Estratto della pagina.
'''
Nella specie, quanto alla componente perequativo-compensativa dell’assegno (attesa la sperequazione reddituale tra gli ex coniugi), la Corte d’appello ha rilevato che nessuna delle parti risultava avere sacrificato il proprio percorso professionale onde consentire la crescita dell’altro coniuge ovvero risultava avere contribuito alla formazione “di un patrimonio familiare (inesistente)”.

La ricorrente deduce che non si sarebbe tenuto conto del “consistente capitale” da essa investito nella ristrutturazione della casa coniugale di proprietà esclusiva dell’ex marito.

Ora, dalla sentenza non risulta tale allegazione e in ricorso non si dice dove, come e quando tale documentazione sarebbe stata prodotta nel presente giudizio e solo nella memoria la ricorrente fa riferimento a documentazione (estratti conto corrente integrali del conto bancario comune delle parti) “prodotti in sede separativa” . Peraltro, questa Corte (Cass. 18749/2004) ha già affermato che “i bisogni della famiglia, al cui soddisfacimento i coniugi sono tenuti a norma dell’art. 143 c.c., non si esauriscono in quelli, minimi, al di sotto dei quali verrebbero in gioco la stessa comunione di vita e la stessa sopravvivenza del gruppo, ma possono avere, nei singoli contesti familiari, un contenuto più ampio, soprattutto in quelle situazioni caratterizzate da ampie e diffuse disponibilità patrimoniali dei coniugi, situazioni le quali sono anch’esse riconducibili alla logica della solidarietà coniugale” (nell’enunciare il principio, si è confermato la sentenza impugnata, la quale – esclusa la configurabilità, nella specie, di un mutuo endofamiliare – aveva ritenuto espressione di partecipazione alle esigenze dell’intero nucleo familiare, ai sensi della citata norma codicistica, il consistente intervento finanziario della moglie a titolo di concorso nelle spese relative alla ristrutturazione della casa di villeggiatura di proprietà del marito ma di uso familiare comune). E successivamente, si è precisato (Cass. 10927/2018) che “poiché durante il matrimonio ciascun coniuge è tenuto a contribuire alle esigenze della famiglia in misura proporzionale alle proprie sostanze, secondo quanto previsto dall’art. 143 c.c. e art. 316 bis c.c., comma 1, a seguito della separazione non sussiste il diritto al rimborso di un coniuge nei confronti dell’altro per le spese sostenute in modo indifferenziato per i bisogni della famiglia durante il matrimonio”.

Nella specie, comunque si deduce che ciò (il contributo nelle spese di ristrutturazione della casa di proprietà dell’ex coniuge) dovrebbe rilevare sotto l’aspetto del contributo richiesto per assolvere alla funzione perequativo-compensativa dell’assegno, ma la deduzione risulta generica ed aspecifica.

Sul piano delle condizioni patrimoniali delle parti e del criterio perequativo-compensativo, la Corte ha dunque operato una valutazione in fatto, motivata, sulla mancata rinuncia da parte di entrambi i coniugi ai propri percorsi professionali, né è dimostrato l’affermato contributo della ricorrente alla formazione del patrimonio familiare.
'''
Esercizio scritto 1. Riporta il passo dell'estratto della pagina da "Nella specie, comunque" a "generica ed aspecifica.", sostituendo "ristrutturazione" con "manutenzione".
Esercizio scritto 2. Indica se ciascuna affermazione concorda con l'estratto della pagina, rispondendo sì o no e citando le parole decisive: (a) la Corte d'appello ha rilevato che una delle parti aveva sacrificato il proprio percorso professionale; (b) la casa coniugale era di proprietà esclusiva dell'ex marito; (c) la deduzione sul contributo alle spese di ristrutturazione è ritenuta generica.
Esercizio scritto 3. Nell'estratto della pagina, quale sentenza della Cassazione esclude il diritto al rimborso tra coniugi, dopo la separazione, per le spese sostenute per i bisogni della famiglia durante il matrimonio?
Le righe che seguono non hanno alcun legame con l'estratto della pagina.

Righe di dati.
'''
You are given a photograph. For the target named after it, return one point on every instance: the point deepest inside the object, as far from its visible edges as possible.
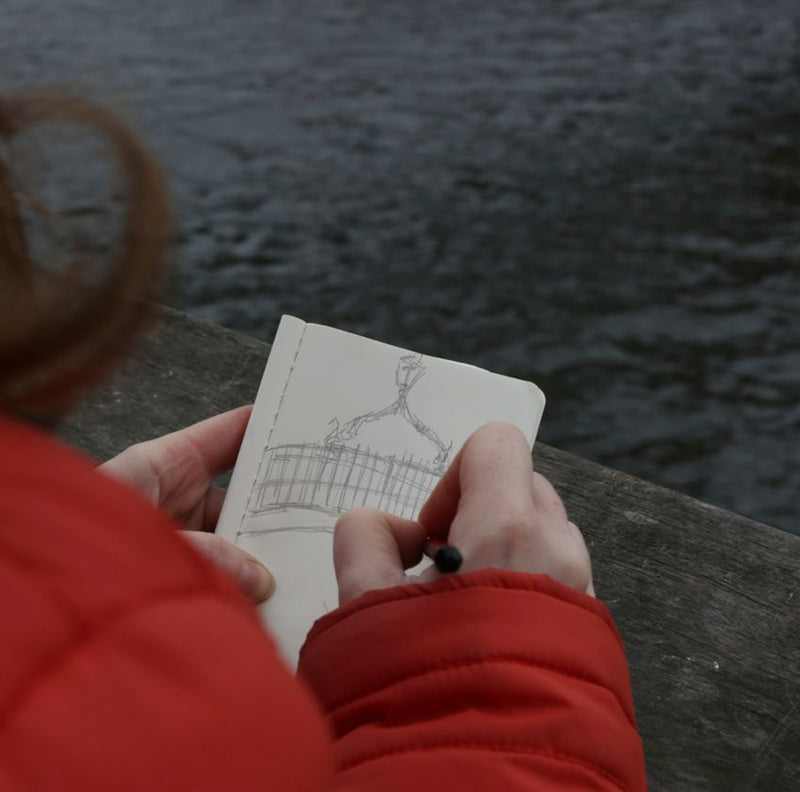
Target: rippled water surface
'''
'''
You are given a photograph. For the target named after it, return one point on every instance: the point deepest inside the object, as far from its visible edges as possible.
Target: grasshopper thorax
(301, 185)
'''
Risultato 1.
Nella specie, comunque si deduce che ciò (il contributo nelle spese di manutenzione della casa di proprietà dell’ex coniuge) dovrebbe rilevare sotto l’aspetto del contributo richiesto per assolvere alla funzione perequativo-compensativa dell’assegno, ma la deduzione risulta generica ed aspecifica.

Risultato 2.
(a) No: "nessuna delle parti risultava avere sacrificato il proprio percorso professionale".
(b) Sì: "della casa coniugale di proprietà esclusiva dell’ex marito".
(c) Sì: "la deduzione risulta generica ed aspecifica".

Risultato 3. Cass. 10927/2018.